Content starts

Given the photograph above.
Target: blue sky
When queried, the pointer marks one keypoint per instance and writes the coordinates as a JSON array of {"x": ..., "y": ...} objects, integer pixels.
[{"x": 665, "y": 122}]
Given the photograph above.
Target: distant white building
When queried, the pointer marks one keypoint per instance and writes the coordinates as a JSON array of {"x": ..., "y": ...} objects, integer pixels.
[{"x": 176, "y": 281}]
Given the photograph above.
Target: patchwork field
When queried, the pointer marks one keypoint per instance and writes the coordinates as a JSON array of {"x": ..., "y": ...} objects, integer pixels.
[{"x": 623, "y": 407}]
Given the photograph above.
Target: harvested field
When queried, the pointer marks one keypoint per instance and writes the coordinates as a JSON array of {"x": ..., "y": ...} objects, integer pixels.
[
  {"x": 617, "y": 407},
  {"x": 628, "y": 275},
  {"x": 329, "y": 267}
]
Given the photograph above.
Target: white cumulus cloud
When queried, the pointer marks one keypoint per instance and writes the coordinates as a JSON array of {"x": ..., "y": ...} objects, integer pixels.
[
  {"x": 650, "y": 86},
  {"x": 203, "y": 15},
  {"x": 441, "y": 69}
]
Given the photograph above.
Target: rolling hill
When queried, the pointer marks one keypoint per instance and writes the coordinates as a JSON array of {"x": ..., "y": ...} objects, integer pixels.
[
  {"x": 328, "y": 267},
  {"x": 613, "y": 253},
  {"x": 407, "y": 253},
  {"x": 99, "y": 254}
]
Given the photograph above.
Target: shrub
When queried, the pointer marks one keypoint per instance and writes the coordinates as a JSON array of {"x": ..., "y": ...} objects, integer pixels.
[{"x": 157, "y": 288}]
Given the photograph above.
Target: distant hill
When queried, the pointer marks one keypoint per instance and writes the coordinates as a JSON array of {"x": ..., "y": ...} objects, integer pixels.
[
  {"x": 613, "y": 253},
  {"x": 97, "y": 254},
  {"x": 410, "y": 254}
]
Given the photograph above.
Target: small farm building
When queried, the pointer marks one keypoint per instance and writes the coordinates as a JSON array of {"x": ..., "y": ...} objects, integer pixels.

Content ends

Write out only the final block of lines, starting at the line with "Target: shrub" and running to the end of the material.

Reply to the exercise:
Target: shrub
When queried, the pointer marks one keypoint per instance and writes the coordinates as a JSON array of {"x": ..., "y": ...} objects, integer pixels.
[{"x": 157, "y": 288}]
Given the photograph above.
Target: distant hill
When queried, the pointer marks one keypoint per instance and writes the coordinates as a JSON array of {"x": ..., "y": ...} objects, integer pixels.
[
  {"x": 613, "y": 253},
  {"x": 97, "y": 254},
  {"x": 410, "y": 254}
]
Given the photograph above.
Target: small farm building
When queried, the pointer marks one keypoint per instance and writes the coordinates as a JSON array of {"x": ..., "y": ...} objects, integer pixels.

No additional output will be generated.